Work item: Reproduce verbatim the line in which "Would you mind marking the man's nose" occurs, together with each line that follows it to the end of the listing, and nothing more.
*** Begin section ***
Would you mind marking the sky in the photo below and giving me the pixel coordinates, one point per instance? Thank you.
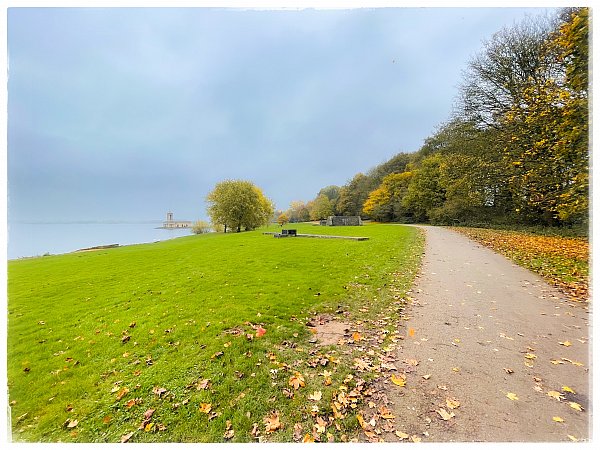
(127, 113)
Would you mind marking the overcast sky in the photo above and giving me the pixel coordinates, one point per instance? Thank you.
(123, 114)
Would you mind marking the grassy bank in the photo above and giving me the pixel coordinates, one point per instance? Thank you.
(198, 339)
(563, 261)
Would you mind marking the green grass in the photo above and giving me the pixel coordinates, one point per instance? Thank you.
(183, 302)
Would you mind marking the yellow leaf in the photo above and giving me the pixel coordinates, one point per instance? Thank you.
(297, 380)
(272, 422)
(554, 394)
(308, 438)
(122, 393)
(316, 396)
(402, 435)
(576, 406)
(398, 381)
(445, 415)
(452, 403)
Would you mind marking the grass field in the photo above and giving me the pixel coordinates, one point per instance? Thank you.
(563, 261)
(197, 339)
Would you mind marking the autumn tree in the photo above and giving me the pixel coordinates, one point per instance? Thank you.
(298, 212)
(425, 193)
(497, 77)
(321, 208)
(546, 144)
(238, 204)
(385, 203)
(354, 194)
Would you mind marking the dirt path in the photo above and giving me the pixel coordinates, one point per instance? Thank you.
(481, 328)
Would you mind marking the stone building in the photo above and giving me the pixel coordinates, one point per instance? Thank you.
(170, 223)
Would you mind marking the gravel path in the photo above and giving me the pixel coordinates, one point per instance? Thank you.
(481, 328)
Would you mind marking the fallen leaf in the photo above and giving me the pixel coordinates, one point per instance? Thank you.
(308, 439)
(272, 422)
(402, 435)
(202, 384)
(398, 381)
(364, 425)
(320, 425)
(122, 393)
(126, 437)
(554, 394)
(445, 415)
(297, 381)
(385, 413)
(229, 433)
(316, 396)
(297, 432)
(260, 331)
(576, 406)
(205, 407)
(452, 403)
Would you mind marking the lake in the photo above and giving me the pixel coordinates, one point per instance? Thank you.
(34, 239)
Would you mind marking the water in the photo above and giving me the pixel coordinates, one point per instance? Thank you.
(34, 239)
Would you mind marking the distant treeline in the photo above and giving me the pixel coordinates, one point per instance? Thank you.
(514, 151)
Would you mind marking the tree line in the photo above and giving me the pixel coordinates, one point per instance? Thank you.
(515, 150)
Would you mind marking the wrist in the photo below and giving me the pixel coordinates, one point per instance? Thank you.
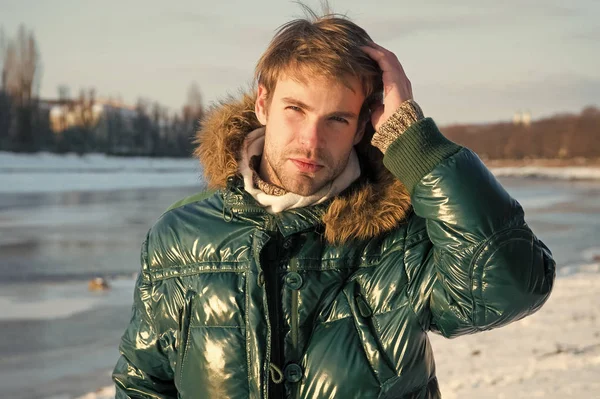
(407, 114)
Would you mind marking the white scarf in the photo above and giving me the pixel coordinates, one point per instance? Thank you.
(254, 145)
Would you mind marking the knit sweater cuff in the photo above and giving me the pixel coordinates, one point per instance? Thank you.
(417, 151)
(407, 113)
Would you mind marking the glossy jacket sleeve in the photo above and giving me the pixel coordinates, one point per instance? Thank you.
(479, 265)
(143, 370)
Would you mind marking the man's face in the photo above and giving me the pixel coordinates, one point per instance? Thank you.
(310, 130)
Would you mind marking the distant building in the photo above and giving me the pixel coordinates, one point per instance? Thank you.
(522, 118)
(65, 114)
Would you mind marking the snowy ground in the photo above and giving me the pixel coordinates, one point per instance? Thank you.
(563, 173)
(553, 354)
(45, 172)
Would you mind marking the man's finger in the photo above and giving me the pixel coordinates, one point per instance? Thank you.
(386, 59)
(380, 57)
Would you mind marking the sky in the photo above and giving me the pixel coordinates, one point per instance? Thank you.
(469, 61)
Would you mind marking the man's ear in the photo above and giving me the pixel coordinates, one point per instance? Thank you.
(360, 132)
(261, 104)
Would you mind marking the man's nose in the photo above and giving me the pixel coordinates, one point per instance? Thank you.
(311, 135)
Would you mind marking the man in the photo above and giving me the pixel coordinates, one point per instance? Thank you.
*** End section ***
Response area:
Would you mind marking the man's nose in the photo above and giving me the pixel coordinates, one point per instance? Thank you.
(311, 135)
Would you mind marking the man in the photo above and giving me the pixel coordinates, one point per instance? Thank you.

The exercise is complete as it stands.